Task -
Locate the line with "[point] at the curly" in the material. Copy that line and each one after it, through the last, exactly and with nothing else.

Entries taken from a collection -
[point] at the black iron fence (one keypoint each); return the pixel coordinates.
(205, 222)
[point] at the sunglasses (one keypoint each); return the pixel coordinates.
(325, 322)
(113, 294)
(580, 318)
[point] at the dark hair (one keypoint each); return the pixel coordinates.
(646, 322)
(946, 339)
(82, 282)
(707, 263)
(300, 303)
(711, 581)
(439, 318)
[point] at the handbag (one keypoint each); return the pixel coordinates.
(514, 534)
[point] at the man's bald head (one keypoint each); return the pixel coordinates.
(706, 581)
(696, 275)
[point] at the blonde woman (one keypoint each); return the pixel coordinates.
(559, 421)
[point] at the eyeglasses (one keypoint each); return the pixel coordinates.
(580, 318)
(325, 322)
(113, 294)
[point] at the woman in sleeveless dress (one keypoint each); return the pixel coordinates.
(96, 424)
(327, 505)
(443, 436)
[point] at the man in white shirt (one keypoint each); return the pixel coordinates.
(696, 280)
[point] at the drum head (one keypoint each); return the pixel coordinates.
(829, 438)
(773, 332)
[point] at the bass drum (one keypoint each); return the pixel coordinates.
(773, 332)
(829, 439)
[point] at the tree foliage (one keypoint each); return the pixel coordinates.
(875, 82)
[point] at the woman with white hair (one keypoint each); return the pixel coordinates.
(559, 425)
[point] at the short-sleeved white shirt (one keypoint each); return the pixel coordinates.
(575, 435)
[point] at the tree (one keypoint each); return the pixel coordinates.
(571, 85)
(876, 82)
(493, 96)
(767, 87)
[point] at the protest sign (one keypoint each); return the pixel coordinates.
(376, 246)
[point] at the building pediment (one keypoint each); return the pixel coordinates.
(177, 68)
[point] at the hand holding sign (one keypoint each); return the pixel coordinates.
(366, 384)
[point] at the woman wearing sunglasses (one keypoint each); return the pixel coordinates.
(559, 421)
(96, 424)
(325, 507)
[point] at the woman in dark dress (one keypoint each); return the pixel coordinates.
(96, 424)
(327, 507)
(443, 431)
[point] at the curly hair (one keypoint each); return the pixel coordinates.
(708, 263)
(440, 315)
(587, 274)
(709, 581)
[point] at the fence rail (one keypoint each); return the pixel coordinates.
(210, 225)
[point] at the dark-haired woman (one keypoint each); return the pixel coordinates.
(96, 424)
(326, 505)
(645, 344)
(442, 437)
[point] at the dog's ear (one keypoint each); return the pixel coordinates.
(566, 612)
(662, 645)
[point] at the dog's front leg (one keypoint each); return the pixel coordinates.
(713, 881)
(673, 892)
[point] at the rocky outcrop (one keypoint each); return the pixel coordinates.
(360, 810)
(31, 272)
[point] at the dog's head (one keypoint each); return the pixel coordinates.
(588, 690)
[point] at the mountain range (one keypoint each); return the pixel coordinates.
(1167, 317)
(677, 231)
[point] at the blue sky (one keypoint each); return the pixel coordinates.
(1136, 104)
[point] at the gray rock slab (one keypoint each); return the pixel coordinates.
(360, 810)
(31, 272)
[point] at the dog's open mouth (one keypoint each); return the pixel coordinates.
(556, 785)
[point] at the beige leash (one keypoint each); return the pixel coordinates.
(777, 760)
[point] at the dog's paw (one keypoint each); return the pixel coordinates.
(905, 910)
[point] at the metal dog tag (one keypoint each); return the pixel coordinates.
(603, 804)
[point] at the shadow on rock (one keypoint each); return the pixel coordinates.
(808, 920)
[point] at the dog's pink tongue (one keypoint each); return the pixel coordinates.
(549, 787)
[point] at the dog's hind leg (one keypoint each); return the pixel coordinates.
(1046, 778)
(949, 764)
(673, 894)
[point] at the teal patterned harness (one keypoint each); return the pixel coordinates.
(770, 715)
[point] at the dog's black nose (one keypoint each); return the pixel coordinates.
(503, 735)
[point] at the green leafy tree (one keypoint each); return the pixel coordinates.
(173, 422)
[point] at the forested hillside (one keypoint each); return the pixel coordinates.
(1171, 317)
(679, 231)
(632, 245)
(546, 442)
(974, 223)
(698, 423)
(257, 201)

Response to this task -
[point] at the curly hair (one keypoint each); return the pixel coordinates.
(708, 263)
(440, 315)
(587, 274)
(709, 581)
[point] at the fence rail (one keypoint each); return the pixel coordinates.
(210, 225)
[point] at the dark-haired woman (one keypoint each); return the pixel coordinates.
(96, 424)
(326, 505)
(645, 344)
(442, 437)
[point] at the dog's ear (one keypoint each); return the pixel coordinates.
(566, 612)
(662, 645)
[point] at the dog's front leg (one keypoint each); return the pixel coordinates.
(713, 881)
(673, 892)
[point] at the rocky outcrop (one keypoint each); return the pixel coordinates.
(360, 810)
(31, 272)
[point] at the dog's head (one keypoint each); return the pixel coordinates.
(588, 690)
[point] at the mountain range (one keypoint each); return the pixel coordinates.
(1167, 317)
(677, 231)
[point] at the blue sky (one keypoint each); return the pixel coordinates.
(1136, 104)
[point] at the gray rock slab (one keypoint each); return the pixel coordinates.
(360, 810)
(31, 272)
[point] at the dog's open mouth (one keypoint each); return the pixel coordinates.
(556, 785)
[point] at the beige leash (one keypoint each); return the pixel coordinates.
(777, 760)
[point] at the dog's paw (one keypoint each); return the pixel coordinates.
(905, 910)
[point] at the metal dog tag (one keypoint each); return the pixel coordinates.
(603, 804)
[point] at the shadow on rock (one keypoint each); return the pixel coordinates.
(808, 920)
[point] at the dog's pink tongue (one keypoint each); return the pixel coordinates.
(549, 787)
[point] at the dog's hind leg (one keypoint each); return the pixel coordinates.
(1046, 778)
(949, 764)
(673, 894)
[point] at the teal patterned harness (one keypoint each); return the pixel coordinates.
(770, 715)
[point] at the dog's black nose (one keypoint each); return the pixel coordinates.
(503, 735)
[point] at the green leafy tree (one keypoint each); return the pixel coordinates.
(173, 422)
[point] at the forested hillside (one keypoint each); return the pixel coordinates.
(1171, 317)
(679, 231)
(632, 245)
(546, 442)
(974, 223)
(698, 423)
(257, 201)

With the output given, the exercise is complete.